__The input__.
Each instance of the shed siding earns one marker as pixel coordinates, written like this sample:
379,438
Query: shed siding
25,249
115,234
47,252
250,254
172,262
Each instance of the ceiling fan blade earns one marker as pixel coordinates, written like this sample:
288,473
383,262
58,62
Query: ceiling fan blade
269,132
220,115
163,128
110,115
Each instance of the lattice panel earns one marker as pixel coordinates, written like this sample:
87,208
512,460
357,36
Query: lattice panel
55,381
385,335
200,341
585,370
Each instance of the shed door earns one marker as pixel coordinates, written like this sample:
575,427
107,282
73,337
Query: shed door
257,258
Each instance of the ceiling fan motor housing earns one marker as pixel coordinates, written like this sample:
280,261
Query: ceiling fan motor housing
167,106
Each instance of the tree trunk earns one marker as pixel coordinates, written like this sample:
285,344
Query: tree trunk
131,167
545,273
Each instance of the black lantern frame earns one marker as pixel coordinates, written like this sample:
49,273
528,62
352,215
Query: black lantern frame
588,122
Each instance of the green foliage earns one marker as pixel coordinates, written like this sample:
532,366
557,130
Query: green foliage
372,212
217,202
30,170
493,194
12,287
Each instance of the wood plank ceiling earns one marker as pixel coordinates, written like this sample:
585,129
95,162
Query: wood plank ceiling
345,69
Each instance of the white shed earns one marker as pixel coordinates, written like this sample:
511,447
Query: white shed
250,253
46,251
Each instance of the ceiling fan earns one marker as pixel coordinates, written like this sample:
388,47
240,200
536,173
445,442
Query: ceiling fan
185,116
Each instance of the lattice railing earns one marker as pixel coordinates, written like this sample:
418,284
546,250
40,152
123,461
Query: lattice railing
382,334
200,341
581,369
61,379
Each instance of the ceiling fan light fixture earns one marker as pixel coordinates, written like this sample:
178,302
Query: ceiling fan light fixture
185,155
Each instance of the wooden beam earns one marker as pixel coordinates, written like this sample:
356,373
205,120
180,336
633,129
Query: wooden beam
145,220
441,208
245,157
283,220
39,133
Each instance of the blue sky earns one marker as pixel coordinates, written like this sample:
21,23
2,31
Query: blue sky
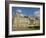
28,11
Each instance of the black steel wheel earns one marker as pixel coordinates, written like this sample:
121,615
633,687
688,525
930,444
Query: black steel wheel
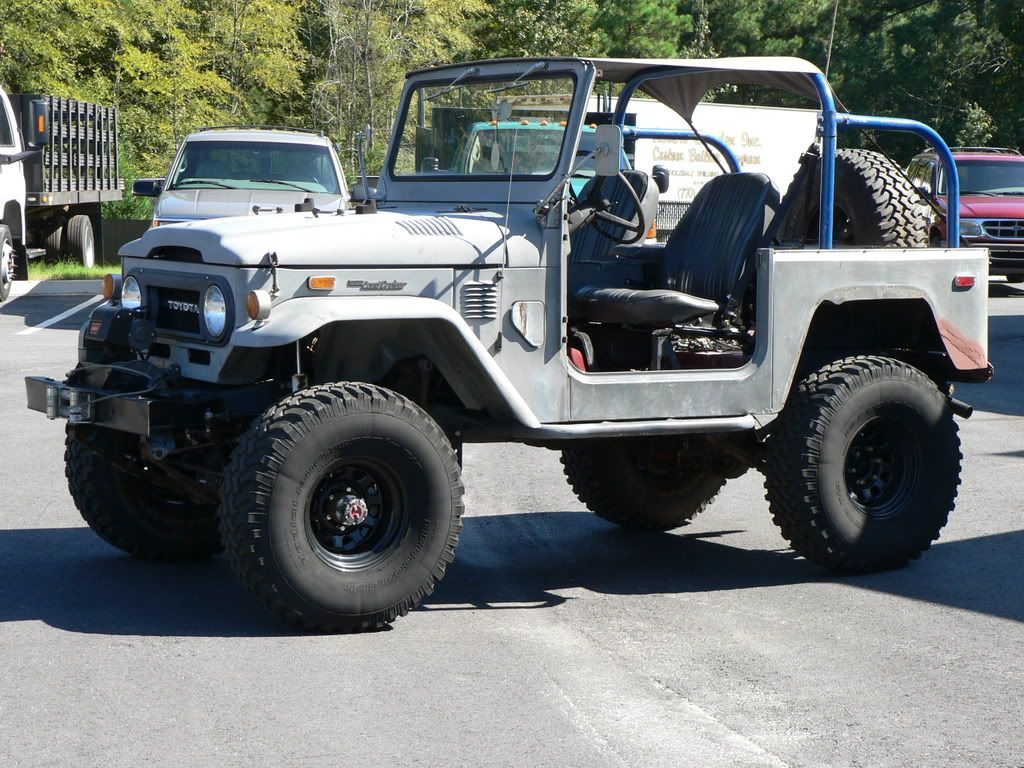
863,465
127,511
342,507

__What to work on__. The finished copy should match the data above word for word and contain no pictures.

__Solution to the problem__.
Each instance of the shed siding earns one marker as pixel coordinates, written like this sample:
379,438
Query: shed siding
25,249
115,234
47,252
250,254
172,262
Each instance of the ceiling fan blade earns one marker as pixel coordinates, written like this sample:
288,473
383,262
58,62
Query: ceiling fan blade
269,132
220,115
163,128
110,115
Each instance of the lattice panel earns one marker as pixel coordinates, written like this sample:
87,208
512,460
357,36
Query: lattice panel
55,381
385,335
200,341
585,370
Each instance of the shed door earns one marker as pixel coordinates, written like this sample:
575,427
107,282
73,337
Query: shed door
257,258
Each instance of the ceiling fan motor housing earns one marker as pixel coordinates, written like this sample:
280,261
Query: ceiling fan motor housing
167,106
Each instance of the tree trunk earns one marker as pixel coordinates, written like this sample:
285,344
Query: tree trunk
131,167
545,273
Each instance of the black lantern frame earns one marker as pixel coordinates, written like this sample:
49,273
528,62
352,215
Query: black lantern frame
588,122
Each instance of the green foliage earns one marker as pixel coordinates, written like this sample:
532,366
557,130
Query: green foliage
372,212
217,202
30,170
493,194
12,287
Each instance of the wood plank ceiling earns one marker as pixel coordinates, written like this sample:
585,129
95,162
Query: wood plank ceiling
345,69
Each instance of the white shed earns one marker as pixel coordinates, written like this sample:
511,447
Query: white shed
250,253
46,251
Each instance of the ceiling fan earns one marker as pixel coordinates, written like this sample:
388,47
240,200
536,173
445,442
Query: ceiling fan
185,116
Each instance of the lattice railing earns one marker as pixel coordinates, written like this sample:
418,284
546,250
40,152
123,461
Query: lattice railing
382,334
200,341
581,369
61,379
Each instance of the ceiling fan light fixture earns one marker as pixel coordinates, written like this sample:
178,302
Query: ceiling fan light fixture
185,155
Each instance of the wooden beam earns one marker as pixel coordinates, written like this sample:
356,373
205,120
180,336
633,129
Query: wooden beam
145,220
441,208
245,157
283,220
39,133
Each instance of the blue sky earns one marker as pixel coordinates, written like this sample:
21,23
2,31
Query: blue sky
28,11
Each instance of the black steel wheel earns one marker as pixel coordinates, written like this sample:
121,615
633,687
688,525
930,444
Query: black steel wheel
863,465
127,511
342,507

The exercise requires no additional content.